# Records drawn from a dataset:
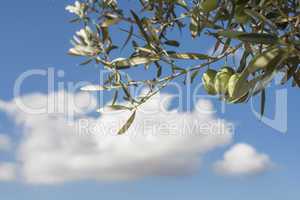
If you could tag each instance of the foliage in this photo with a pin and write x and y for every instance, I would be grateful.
(267, 32)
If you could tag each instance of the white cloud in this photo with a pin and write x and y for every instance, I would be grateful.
(5, 143)
(159, 143)
(243, 159)
(7, 171)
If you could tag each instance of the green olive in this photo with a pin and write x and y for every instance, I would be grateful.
(208, 80)
(209, 5)
(232, 83)
(240, 16)
(221, 80)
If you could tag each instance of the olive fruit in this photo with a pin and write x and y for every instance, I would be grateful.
(240, 16)
(269, 58)
(221, 80)
(208, 80)
(232, 83)
(209, 5)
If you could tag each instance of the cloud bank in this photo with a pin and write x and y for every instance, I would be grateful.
(161, 142)
(243, 159)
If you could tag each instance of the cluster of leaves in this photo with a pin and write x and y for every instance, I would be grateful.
(253, 27)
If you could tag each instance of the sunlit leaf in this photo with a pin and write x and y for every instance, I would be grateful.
(127, 125)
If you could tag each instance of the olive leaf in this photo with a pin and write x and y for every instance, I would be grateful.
(126, 63)
(190, 56)
(93, 88)
(261, 38)
(127, 125)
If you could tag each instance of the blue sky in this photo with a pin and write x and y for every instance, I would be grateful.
(36, 34)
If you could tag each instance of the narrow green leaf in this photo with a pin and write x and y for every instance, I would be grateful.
(128, 37)
(127, 125)
(262, 102)
(190, 56)
(122, 63)
(262, 38)
(194, 75)
(172, 43)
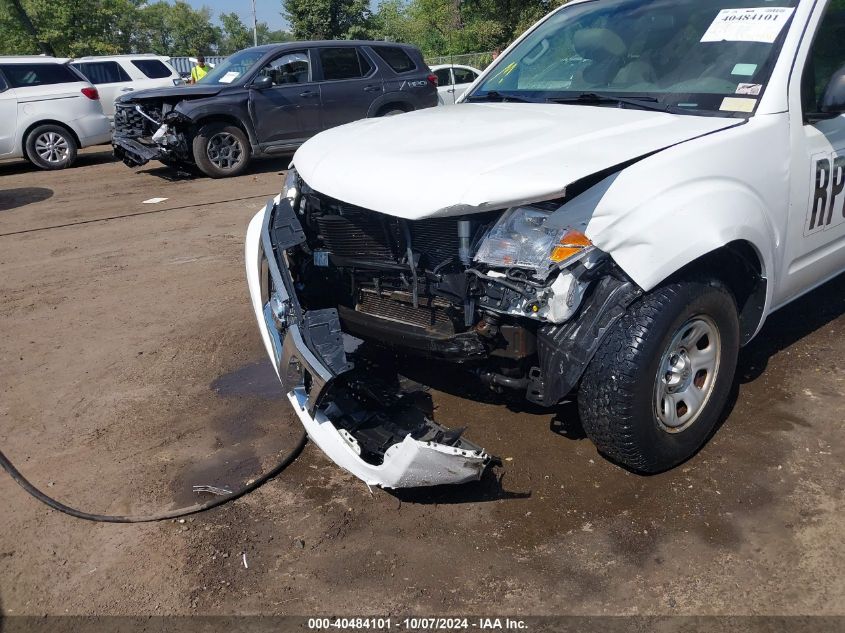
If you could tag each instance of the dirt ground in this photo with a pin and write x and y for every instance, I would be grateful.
(131, 369)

# Problem:
An exact transcription is needed, covering the line with "If you could tag each instance of the sunlit" and every line after it to the end of the entries, but not the pictures.

# Written solution:
If you could tag each instance of the sunlit leaf in this photo with a pin and write x and y for every instance, I would be grateful.
(127, 125)
If you could tag each instance of the olive leaf in this photo with a pin and write x and y for every instance, I would be grateful.
(126, 63)
(190, 56)
(93, 88)
(261, 38)
(127, 125)
If you could tag each instance of the blue sky in this photo with a pin and write x and y for every instance, I would be grateful.
(36, 34)
If you could tag each instance of the narrow green leaf in this photo with a pin and write x and y for every instance, I would be grateful.
(128, 37)
(127, 125)
(262, 102)
(190, 56)
(122, 63)
(262, 38)
(194, 75)
(172, 43)
If you could tag each instance of the dirt ground in this photo with a pin and write x and y for every instance, I would be grateful.
(131, 369)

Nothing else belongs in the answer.